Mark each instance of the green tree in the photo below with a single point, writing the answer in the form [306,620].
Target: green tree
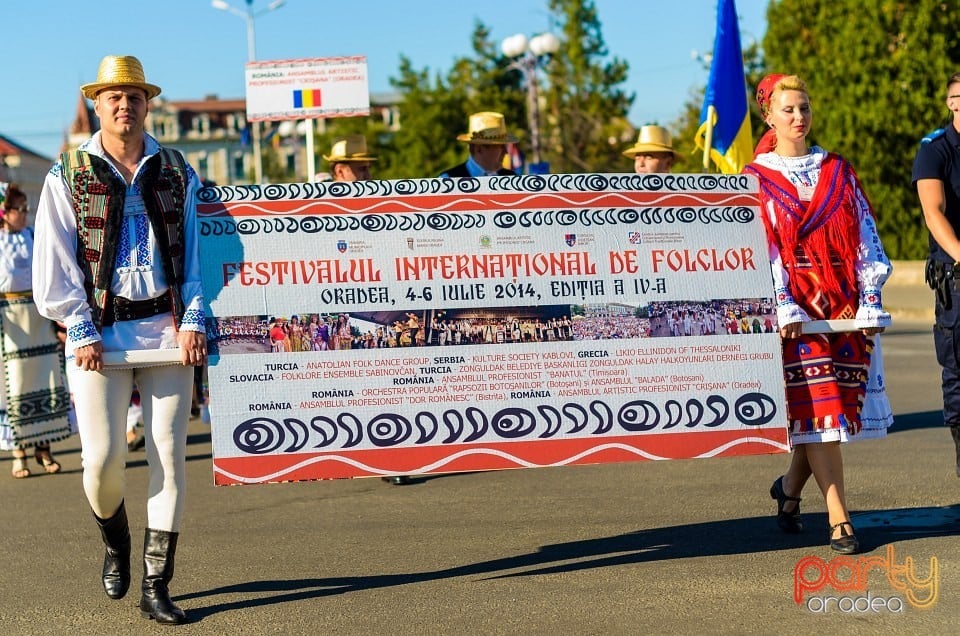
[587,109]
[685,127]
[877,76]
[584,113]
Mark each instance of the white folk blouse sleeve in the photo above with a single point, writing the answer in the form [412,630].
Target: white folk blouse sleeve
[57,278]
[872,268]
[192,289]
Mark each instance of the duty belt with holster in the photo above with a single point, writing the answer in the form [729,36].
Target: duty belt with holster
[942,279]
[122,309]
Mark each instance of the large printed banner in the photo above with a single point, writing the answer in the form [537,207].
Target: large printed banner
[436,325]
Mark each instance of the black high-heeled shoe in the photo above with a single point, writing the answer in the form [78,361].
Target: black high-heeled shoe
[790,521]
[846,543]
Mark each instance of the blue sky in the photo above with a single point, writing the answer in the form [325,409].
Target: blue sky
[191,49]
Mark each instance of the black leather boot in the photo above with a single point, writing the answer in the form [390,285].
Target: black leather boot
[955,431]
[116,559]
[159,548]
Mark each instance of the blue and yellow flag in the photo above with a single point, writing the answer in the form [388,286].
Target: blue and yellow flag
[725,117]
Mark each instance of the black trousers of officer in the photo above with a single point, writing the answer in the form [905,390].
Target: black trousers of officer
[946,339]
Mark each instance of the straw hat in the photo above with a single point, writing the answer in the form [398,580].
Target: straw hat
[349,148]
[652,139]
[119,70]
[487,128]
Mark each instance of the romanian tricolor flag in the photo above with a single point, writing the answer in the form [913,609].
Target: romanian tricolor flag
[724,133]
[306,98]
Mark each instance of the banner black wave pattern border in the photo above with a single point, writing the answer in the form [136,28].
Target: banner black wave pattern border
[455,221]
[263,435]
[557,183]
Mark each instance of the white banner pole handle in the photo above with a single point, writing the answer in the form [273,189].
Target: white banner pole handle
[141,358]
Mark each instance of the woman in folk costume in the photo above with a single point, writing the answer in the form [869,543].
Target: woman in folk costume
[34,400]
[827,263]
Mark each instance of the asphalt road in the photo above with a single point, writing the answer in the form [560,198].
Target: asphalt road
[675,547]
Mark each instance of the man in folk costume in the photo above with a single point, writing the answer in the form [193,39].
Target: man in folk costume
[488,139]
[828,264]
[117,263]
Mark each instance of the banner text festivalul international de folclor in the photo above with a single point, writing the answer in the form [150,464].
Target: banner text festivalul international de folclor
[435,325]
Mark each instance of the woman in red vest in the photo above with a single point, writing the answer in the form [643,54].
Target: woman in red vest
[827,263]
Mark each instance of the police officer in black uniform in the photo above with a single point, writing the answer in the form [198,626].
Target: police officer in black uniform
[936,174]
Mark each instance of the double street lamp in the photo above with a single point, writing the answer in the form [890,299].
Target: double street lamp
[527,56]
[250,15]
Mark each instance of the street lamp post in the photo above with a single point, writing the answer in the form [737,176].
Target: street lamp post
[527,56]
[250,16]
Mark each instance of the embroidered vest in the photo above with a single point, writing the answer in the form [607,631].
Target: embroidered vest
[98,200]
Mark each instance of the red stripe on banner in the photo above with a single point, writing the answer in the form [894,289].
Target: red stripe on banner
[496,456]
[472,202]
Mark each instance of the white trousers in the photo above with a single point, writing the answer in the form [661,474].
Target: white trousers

════════════════

● **DESCRIPTION OF THE TASK**: Copy the material above in full and exactly, skipping pictures.

● **RESULT FOR THIS EXERCISE**:
Mark each instance of the green tree in the photo below with a single point, writing the answer in the form [306,620].
Target: green tree
[587,109]
[685,127]
[877,76]
[584,113]
Mark each instance of the white folk blouse sleeve in the photo above with a single point, writing the answer in the form [412,630].
Target: white folk blouse sleeve
[57,278]
[872,268]
[192,289]
Mark each instance of the duty belt with holster in the photo above with a single point, writing the answer in the form [729,36].
Target: duty belt with holster
[942,279]
[122,309]
Mark each instance of the large printed banner in the photo above with a single point, writing the answer in the form [537,207].
Target: large printed banner
[436,325]
Mark each instance of the black high-heeled shoe in the photo above with a single point, writing the answer in the form [78,361].
Target: black high-heeled shoe
[790,521]
[846,543]
Mark each instance of the blue sky in the photo above with a single point, writing the answer in the form [325,409].
Target: blue sky
[191,49]
Mark each instance of the black leather boot in the photo above with a single point, writing the answer in the form [390,285].
Target: black leather boot
[955,431]
[116,559]
[159,548]
Mark each instance of the blue and yellow flag in the photo above with a single point, writing the answer in the form [388,286].
Target: blue and yellow flag
[725,117]
Mark each instance of the black trousers of officer in the photo above with a single point, writing the answer in the form [905,390].
Target: black trousers of officer
[946,339]
Mark each instance of the straw hat in the photo above with a single point, writing the answer in the form [398,580].
Target: straw hat
[349,148]
[652,139]
[119,70]
[487,128]
Mark each instance of the romanian tricolor flag in the photo above with a single point, writing the answer in the form [913,609].
Target: romanian tricolor flag
[724,133]
[306,98]
Mark each instance of the banner black wave pattern border in the photo above with a single point, writing the answer in the form [136,28].
Target: banner black wave pattern border
[455,221]
[263,435]
[557,183]
Mark each instance of the white banner pole handle in the photo above with a single point, writing the answer in the form [273,189].
Target: white banner pole handle
[141,358]
Mark each instance of the woman in folk costume in the photo above with a single point, writing the answer in the form [869,543].
Target: woman in folk costume
[34,400]
[827,263]
Mark each instance of the asphalt road in the photo above with a single point, writing the answer in the form [560,198].
Target: asphalt road
[675,547]
Mark each instance of the man in folk costume in the photo above with a single point, writing the answer in the form [193,39].
Target: man in folk costume
[488,139]
[828,264]
[117,263]
Mark each instance of the banner text festivalul international de folclor in the photo above with a single point, writing the answer in the form [150,464].
Target: banner text festivalul international de folclor
[435,325]
Mark each instance of the woman in red vest in the photo above with a single point, writing the answer in the form [643,54].
Target: woman in red vest
[827,263]
Mark each instance of the police officer in black uniform in the photo above with a single point, writing the answer in the form [198,626].
Target: police officer in black uniform
[936,174]
Mark each instance of the double street lamp in the photo above with a single point, writing the answer in the form [890,299].
Target: double street lamp
[527,56]
[250,15]
Mark each instance of the street lamp post in the photo above with a single point, writing the answer in the form [737,176].
Target: street lamp post
[527,56]
[250,16]
Mark each instance of the embroidered vest in the photo above with a single point, writing the answer in the form [607,631].
Target: embroidered vest
[98,200]
Mark each instance of the red stripe on banner in the photo above with a single point, writing the answer in the form [894,289].
Target: red stripe on banner
[496,456]
[472,202]
Mark each instance of the white trousers in the photo above with a single point, writing the answer in the form [661,474].
Target: white trousers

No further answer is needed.